WORK ITEM
Where does the string "nose" appear in the records? Copy every line that contains it.

Stored items from a collection
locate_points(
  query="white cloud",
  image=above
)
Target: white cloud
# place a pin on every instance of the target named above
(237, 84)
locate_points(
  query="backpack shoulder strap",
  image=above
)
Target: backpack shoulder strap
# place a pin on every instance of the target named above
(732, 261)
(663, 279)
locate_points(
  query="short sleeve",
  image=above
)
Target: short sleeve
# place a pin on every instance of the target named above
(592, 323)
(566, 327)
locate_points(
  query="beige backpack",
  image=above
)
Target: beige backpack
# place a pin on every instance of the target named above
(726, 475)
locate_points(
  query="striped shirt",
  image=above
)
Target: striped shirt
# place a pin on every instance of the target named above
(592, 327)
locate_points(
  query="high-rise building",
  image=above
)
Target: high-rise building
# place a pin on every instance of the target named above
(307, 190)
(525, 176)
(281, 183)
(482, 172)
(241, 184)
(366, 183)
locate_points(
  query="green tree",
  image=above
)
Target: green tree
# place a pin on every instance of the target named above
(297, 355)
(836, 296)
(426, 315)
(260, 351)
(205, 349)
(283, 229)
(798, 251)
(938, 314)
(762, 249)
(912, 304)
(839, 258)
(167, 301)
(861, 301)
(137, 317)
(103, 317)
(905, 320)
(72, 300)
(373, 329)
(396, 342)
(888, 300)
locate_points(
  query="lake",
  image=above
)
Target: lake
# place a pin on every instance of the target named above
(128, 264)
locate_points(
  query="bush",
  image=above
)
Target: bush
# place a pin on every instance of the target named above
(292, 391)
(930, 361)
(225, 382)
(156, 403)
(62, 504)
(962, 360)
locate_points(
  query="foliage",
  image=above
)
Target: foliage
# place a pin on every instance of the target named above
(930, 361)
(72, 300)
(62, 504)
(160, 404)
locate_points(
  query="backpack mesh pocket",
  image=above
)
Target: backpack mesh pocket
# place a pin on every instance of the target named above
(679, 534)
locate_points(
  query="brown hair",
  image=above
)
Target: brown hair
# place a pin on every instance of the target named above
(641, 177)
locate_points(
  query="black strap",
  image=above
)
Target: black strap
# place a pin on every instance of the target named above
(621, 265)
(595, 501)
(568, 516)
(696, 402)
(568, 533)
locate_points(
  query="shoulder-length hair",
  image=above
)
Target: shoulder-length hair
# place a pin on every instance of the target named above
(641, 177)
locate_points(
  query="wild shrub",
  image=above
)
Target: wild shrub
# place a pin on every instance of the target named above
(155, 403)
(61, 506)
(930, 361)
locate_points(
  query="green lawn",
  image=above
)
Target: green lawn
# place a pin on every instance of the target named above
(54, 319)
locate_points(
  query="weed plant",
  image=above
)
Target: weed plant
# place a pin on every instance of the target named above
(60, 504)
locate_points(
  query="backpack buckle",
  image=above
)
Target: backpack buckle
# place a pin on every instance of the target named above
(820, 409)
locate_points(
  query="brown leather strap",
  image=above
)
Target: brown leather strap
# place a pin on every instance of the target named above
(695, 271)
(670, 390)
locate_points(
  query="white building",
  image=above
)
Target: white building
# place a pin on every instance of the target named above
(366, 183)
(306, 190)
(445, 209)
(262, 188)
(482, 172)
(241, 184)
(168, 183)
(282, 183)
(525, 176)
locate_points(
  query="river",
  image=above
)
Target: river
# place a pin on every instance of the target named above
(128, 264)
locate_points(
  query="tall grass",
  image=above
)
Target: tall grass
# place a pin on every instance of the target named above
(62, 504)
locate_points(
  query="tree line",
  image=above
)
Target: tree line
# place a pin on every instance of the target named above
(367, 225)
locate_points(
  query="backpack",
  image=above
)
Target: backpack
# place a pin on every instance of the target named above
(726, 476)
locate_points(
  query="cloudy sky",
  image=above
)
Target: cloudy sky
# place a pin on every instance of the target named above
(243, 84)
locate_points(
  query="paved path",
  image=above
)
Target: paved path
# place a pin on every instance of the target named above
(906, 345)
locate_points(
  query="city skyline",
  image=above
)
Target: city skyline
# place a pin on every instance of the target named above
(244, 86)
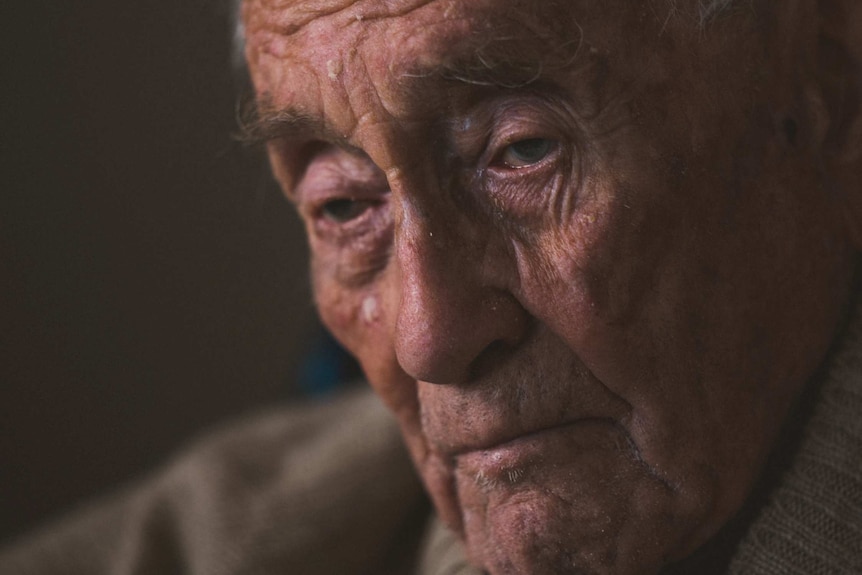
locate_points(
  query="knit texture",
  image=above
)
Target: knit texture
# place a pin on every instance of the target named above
(812, 522)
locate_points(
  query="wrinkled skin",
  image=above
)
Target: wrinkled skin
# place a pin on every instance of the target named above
(583, 251)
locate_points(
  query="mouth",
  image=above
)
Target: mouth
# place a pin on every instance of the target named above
(510, 460)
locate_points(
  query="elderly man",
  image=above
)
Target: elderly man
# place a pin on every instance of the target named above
(598, 258)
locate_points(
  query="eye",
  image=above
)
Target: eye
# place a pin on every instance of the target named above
(343, 210)
(526, 152)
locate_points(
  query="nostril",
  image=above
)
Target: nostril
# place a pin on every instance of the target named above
(490, 358)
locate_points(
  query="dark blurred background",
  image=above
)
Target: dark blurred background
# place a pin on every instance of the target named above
(152, 280)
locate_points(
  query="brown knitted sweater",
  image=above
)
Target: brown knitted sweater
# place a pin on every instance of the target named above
(329, 490)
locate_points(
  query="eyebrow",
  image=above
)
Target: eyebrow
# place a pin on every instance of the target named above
(495, 64)
(261, 123)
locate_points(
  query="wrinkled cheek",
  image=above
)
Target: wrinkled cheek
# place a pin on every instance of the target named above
(587, 507)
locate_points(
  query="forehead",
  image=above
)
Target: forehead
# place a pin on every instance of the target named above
(482, 41)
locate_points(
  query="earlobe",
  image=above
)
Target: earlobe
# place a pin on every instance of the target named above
(840, 65)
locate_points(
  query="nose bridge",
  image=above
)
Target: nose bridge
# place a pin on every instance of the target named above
(451, 308)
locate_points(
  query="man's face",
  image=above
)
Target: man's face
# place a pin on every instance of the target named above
(579, 248)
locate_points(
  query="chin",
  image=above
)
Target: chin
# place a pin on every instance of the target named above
(569, 501)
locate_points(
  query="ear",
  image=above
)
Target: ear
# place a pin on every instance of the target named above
(840, 66)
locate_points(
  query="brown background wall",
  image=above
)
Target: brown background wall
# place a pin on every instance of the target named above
(152, 281)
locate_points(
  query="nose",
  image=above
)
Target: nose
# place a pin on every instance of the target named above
(456, 316)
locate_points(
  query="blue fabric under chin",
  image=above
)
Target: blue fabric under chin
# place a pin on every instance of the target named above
(327, 368)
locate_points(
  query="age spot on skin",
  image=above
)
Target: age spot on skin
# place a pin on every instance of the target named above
(370, 309)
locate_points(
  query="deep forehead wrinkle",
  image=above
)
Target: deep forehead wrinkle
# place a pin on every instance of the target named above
(286, 17)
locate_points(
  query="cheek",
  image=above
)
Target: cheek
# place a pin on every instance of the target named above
(361, 319)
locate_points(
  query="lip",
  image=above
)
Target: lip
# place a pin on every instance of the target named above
(511, 459)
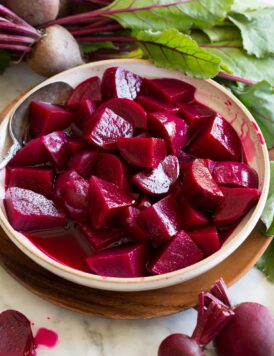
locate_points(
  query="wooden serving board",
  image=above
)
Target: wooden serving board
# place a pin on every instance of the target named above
(126, 305)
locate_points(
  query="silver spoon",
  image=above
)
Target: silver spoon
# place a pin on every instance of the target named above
(55, 93)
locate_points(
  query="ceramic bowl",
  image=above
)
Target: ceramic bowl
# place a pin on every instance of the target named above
(208, 92)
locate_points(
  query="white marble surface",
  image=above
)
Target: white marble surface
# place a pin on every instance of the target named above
(90, 336)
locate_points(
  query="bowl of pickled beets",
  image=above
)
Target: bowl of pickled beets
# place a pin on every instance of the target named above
(145, 178)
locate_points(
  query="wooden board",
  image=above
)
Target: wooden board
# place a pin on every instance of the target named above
(127, 305)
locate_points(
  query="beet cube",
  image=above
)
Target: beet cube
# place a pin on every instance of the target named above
(100, 239)
(46, 118)
(169, 90)
(200, 188)
(235, 174)
(89, 89)
(128, 110)
(217, 141)
(179, 253)
(162, 220)
(120, 83)
(32, 154)
(106, 200)
(72, 193)
(85, 163)
(39, 180)
(169, 127)
(55, 144)
(106, 128)
(151, 104)
(142, 152)
(85, 110)
(28, 211)
(237, 202)
(160, 179)
(113, 170)
(206, 239)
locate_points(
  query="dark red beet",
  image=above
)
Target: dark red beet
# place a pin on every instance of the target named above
(85, 110)
(72, 192)
(85, 162)
(120, 83)
(106, 200)
(151, 104)
(206, 239)
(235, 174)
(142, 152)
(100, 239)
(32, 154)
(217, 141)
(160, 179)
(28, 211)
(112, 169)
(106, 128)
(16, 337)
(89, 89)
(191, 217)
(200, 188)
(237, 202)
(179, 252)
(46, 118)
(169, 90)
(55, 144)
(162, 220)
(128, 110)
(129, 222)
(169, 127)
(249, 333)
(39, 180)
(122, 261)
(196, 115)
(179, 345)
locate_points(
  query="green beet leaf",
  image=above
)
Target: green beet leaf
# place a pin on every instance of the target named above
(174, 50)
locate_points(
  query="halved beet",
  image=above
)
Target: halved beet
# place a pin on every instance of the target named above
(200, 188)
(16, 337)
(237, 202)
(100, 239)
(121, 261)
(169, 90)
(191, 217)
(106, 200)
(106, 128)
(206, 239)
(111, 168)
(235, 174)
(162, 220)
(142, 152)
(55, 144)
(151, 104)
(85, 110)
(217, 141)
(129, 221)
(160, 179)
(179, 253)
(169, 127)
(89, 89)
(120, 83)
(46, 118)
(28, 211)
(39, 180)
(32, 154)
(128, 110)
(196, 115)
(85, 163)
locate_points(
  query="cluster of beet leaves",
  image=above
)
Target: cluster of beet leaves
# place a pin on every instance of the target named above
(151, 178)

ANSWER SPACE
  query="nose bridge",
Target: nose bridge
  query="nose",
Target: nose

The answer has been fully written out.